------ STUDY TEXT ------

Joint Effusion (Swollen Joint)

Overview

What is joint effusion?

Joint effusion (a swollen joint) happens when extra fluids flood the tissues around your joint. The fluids make your joint look larger and puffier compared to your other joints. Your bones form joints when two or more of them connect. Your knee, for example, is made up of three bones:

  • The femur (thigh bone).
  • The tibia (shin bone).
  • The patella (kneecap).

But your joints also consist of tissues that have various purposes:

  • Bursas. These sacks of fluid act like protective cushions between your bones, ligaments and other parts of your joints.
  • Cartilage. Cartilage covers each bone where it connects at your joints. This slick tissue protects your knee by keeping your bones from rubbing directly together.
  • Ligaments. The elastic band-like ligaments connect your bones and support your joints.
  • Synovial membrane. This important tissue lubricates your joints with a sticky liquid called synovial fluid.
  • Tendons. Tendons connect bones and muscles. They control how your joints move.

All of these bones and tissues work together to help your joints function — to help them bend, flex, straighten, rotate and bear your weight. Joint effusion is when fluids enter one or more of these tissues.

Joint effusion can affect your knee and other big joints. Examples include your:

  • Ankle.
  • Elbow.
  • Shoulder.

Joint effusion can also affect your small joints, such as your:

  • Finger.
  • Toe.
  • Wrist.

Ordinarily, there is a little bit of fluid already in the joint tissues. The fluid can consist of several substances, including:

  • Blood.
  • Fat.
  • Proteins.
  • Synovial fluid.

But, if there are more fluids than usual in your joint, you have effusion (a swollen knee joint). Other symptoms that often go along with a swollen joint include:

  • Aching pain.
  • Difficulty moving the joint.
  • Fever.
  • Heaviness in the joint.
  • Redness.
  • Stiffness.
  • Warm skin.

These are symptoms of various diseases and conditions.

Possible Causes

What are the most common causes of joint effusion (swollen joint)?

There are several reasons why your knee or other joints might swell with fluid. The most common reasons include:

  • Infection. An infection in your joint is called septic arthritis. Septic arthritis is a serious disease that can damage or even destroy your joint. You might need a joint replacement — a type of surgery — because of it. When you have an infection, your joint tissues can fill with pus. Pus is a protein-rich liquid that’s full of dead white blood cells.
  • Inflammation. This may be from conditions such as arthritis — especially osteoarthritisgout or rheumatoid arthritis.
  • Overuse. This is when you use a joint too much. For example, running too hard and often might cause your knee to swell.
  • Trauma. A ligament injury or a broken bone (bone fracture) are examples of trauma that can lead to swelling. Possible causes of such injuries include contact sports and car accidents.
  • Tumor. A mass of tissue that might be benign (noncancerous) or cancerous.

Care and Treatment

How is joint effusion (swollen joint) treated?

------ DATA LISTING ------

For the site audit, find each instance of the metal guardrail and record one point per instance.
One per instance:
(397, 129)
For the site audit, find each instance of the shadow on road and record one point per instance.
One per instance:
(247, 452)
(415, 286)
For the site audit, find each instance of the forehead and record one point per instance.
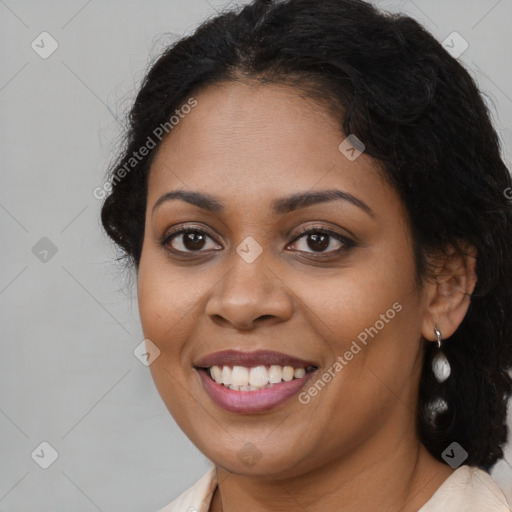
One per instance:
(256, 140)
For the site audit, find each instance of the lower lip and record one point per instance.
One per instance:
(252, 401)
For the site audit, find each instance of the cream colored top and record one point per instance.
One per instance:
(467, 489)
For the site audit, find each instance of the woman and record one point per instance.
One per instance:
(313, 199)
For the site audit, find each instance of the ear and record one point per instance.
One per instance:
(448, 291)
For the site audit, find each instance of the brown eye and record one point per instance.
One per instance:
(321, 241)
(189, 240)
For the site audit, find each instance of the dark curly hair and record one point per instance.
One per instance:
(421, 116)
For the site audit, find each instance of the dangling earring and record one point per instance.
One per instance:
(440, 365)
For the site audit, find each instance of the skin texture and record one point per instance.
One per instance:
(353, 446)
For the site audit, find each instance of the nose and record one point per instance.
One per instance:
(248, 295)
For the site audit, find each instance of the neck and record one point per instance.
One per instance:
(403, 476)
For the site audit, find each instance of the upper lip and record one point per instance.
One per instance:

------

EXERCISE SET:
A. Answer these questions about the joint effusion text:
(i) Which three bones make up the knee?
(ii) What is an infection in a joint called?
(iii) What liquid does the synovial membrane lubricate the joints with?
B. Can you transcribe the joint effusion text word for word, everything from "There are several" down to "or rheumatoid arthritis."?

EXPECTED OUTPUTS:
A.
(i) The femur (thigh bone), the tibia (shin bone) and the patella (kneecap).
(ii) Septic arthritis.
(iii) Synovial fluid, a sticky liquid.

B.
There are several reasons why your knee or other joints might swell with fluid. The most common reasons include:

  • Infection. An infection in your joint is called septic arthritis. Septic arthritis is a serious disease that can damage or even destroy your joint. You might need a joint replacement — a type of surgery — because of it. When you have an infection, your joint tissues can fill with pus. Pus is a protein-rich liquid that’s full of dead white blood cells.
  • Inflammation. This may be from conditions such as arthritis — especially osteoarthritisgout or rheumatoid arthritis.